▶ [Problem details]:
Starting at the line below that contains "Mark the innermost point of each instance of the person", print each line through the end of the records exactly as it appears.

▶ [Source data]:
****************************************
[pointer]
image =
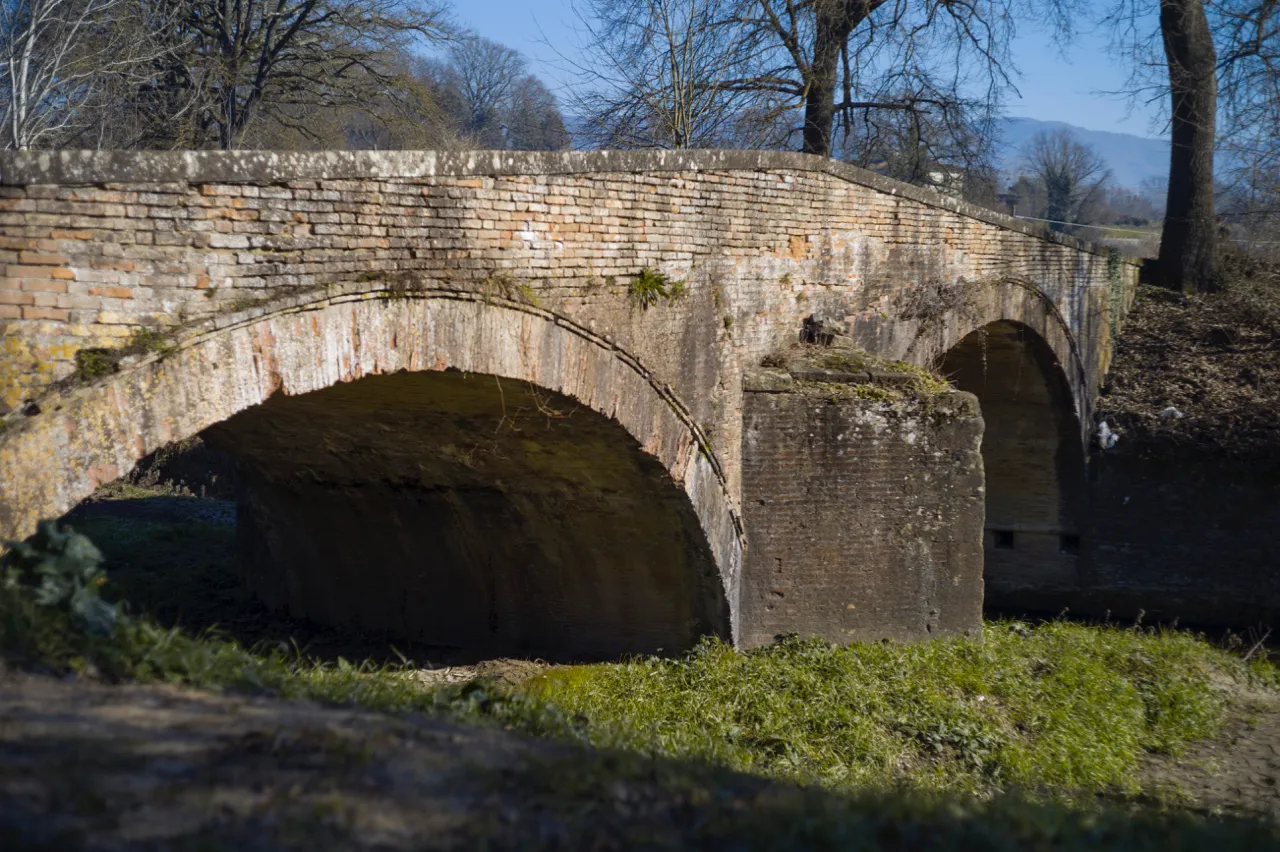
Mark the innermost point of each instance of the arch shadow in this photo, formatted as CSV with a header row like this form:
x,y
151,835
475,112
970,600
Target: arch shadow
x,y
1034,463
462,468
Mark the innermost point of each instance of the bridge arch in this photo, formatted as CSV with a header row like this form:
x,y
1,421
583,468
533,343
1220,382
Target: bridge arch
x,y
1033,456
442,429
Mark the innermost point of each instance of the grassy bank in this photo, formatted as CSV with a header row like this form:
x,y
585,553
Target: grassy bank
x,y
1059,708
1051,706
1006,742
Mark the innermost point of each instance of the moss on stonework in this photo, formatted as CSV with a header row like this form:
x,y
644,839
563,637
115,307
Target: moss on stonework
x,y
839,392
858,372
652,287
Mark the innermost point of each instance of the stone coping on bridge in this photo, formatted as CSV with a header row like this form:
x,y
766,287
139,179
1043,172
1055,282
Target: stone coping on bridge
x,y
91,168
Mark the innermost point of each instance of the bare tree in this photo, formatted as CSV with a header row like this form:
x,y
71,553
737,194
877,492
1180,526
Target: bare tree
x,y
656,76
484,76
1073,175
56,59
232,62
1188,247
1215,64
832,76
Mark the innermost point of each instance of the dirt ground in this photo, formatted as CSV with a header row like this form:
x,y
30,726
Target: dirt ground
x,y
1214,358
91,766
1237,773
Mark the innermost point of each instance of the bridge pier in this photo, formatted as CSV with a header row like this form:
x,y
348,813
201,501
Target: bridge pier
x,y
863,500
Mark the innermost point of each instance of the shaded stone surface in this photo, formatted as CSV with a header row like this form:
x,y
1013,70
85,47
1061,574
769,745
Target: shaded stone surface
x,y
465,511
1033,462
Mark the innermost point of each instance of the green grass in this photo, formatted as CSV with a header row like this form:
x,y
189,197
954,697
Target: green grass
x,y
1057,705
900,736
1059,709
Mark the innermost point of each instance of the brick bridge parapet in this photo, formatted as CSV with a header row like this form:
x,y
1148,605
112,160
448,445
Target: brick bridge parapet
x,y
691,265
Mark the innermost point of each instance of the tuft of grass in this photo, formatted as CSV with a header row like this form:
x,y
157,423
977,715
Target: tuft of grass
x,y
652,287
1057,705
95,362
1059,710
926,380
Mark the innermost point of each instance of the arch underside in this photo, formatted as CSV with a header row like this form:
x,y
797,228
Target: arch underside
x,y
1033,461
456,471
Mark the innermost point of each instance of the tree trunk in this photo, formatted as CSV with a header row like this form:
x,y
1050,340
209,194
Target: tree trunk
x,y
819,102
1188,247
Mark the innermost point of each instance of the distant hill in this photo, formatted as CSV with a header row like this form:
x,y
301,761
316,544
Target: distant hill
x,y
1132,159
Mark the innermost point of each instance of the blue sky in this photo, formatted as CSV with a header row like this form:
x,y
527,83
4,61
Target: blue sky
x,y
1054,87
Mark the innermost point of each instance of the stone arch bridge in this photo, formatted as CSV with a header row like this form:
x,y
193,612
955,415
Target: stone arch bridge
x,y
520,401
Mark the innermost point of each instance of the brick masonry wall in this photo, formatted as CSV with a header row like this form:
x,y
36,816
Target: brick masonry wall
x,y
863,516
95,246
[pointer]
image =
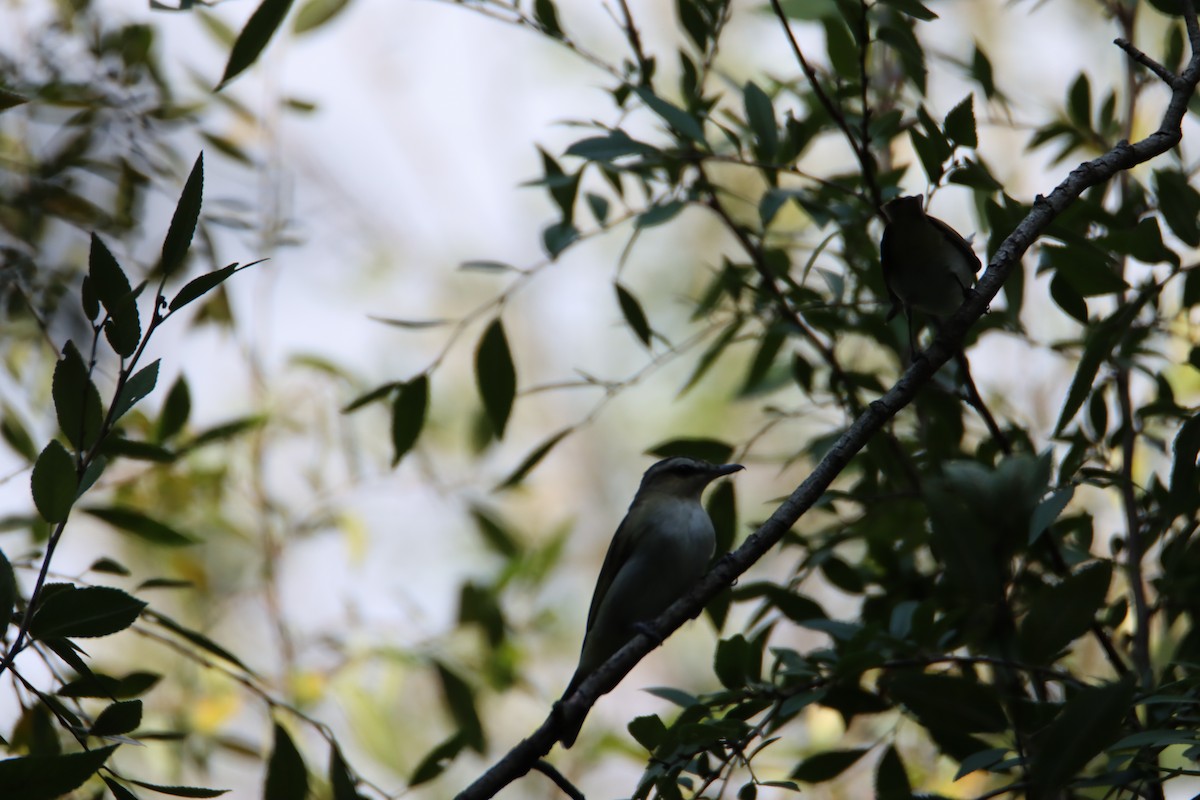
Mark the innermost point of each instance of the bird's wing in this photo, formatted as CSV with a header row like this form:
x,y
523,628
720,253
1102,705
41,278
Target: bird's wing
x,y
887,263
955,240
619,551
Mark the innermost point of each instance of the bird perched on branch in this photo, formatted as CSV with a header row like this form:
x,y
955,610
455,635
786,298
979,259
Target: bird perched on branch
x,y
927,265
660,549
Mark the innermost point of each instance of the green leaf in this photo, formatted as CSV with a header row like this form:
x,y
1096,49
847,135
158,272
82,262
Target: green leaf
x,y
460,702
1102,342
1179,202
341,780
891,777
1062,613
558,236
46,777
721,509
123,329
949,703
1079,102
678,119
119,719
16,434
253,37
203,284
10,100
546,16
437,759
54,482
118,689
132,521
827,765
408,415
533,459
371,396
960,125
76,400
1068,299
198,639
913,8
606,149
711,450
1048,511
495,533
7,594
659,214
496,376
1089,721
84,613
647,731
634,314
1183,469
180,791
175,410
119,792
841,47
187,215
136,388
761,119
315,13
287,779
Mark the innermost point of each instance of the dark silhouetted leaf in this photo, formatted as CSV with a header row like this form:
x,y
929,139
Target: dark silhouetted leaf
x,y
634,314
1089,721
341,780
132,521
711,450
118,719
827,765
54,482
136,388
46,777
437,759
287,779
84,613
199,287
960,124
496,376
1062,613
187,215
533,459
118,689
460,701
253,37
949,703
315,13
76,400
198,639
408,415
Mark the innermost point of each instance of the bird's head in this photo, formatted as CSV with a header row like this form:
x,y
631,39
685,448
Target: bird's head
x,y
683,476
905,209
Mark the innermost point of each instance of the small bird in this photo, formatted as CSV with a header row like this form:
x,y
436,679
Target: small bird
x,y
927,265
660,549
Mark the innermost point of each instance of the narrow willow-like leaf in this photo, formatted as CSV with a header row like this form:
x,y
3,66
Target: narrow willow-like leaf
x,y
496,376
184,221
253,37
54,482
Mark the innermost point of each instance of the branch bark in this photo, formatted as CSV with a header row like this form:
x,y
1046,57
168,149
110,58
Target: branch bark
x,y
519,761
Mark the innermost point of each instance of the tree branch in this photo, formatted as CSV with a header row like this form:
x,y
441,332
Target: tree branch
x,y
519,761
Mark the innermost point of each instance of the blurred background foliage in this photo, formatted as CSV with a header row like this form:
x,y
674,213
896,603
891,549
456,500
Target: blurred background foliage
x,y
967,613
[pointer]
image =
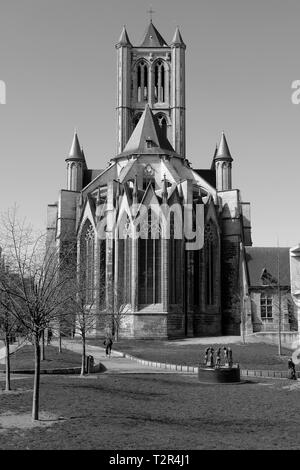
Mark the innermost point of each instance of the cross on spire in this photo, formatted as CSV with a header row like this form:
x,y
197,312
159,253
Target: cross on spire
x,y
151,11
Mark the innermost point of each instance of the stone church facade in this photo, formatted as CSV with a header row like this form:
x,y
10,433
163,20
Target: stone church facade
x,y
182,284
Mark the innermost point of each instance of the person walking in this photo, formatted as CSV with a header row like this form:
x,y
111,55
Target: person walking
x,y
49,336
292,369
108,346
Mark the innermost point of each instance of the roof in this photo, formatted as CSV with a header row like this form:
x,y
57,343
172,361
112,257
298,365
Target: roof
x,y
263,262
147,137
177,39
124,39
223,152
75,150
153,38
208,175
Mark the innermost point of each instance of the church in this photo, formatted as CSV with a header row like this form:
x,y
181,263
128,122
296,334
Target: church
x,y
149,281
****************************************
▶ [Finished task]:
Mark the innermost point of each instance of the person walking in this photo, formatted as CSV with a header row like this form:
x,y
111,55
Target: person walking
x,y
49,336
292,369
108,346
Mark the innermost point of each instance of the roof in this photo, formatted as CSV with a header row like this form:
x,y
57,343
172,361
112,257
298,365
Target: roof
x,y
263,262
147,137
177,39
124,39
223,152
75,150
153,38
208,175
Mark the innermost point of each instance of the church in this photo, formatted as CSV with a header row like this form:
x,y
181,263
128,122
296,334
Target: church
x,y
149,281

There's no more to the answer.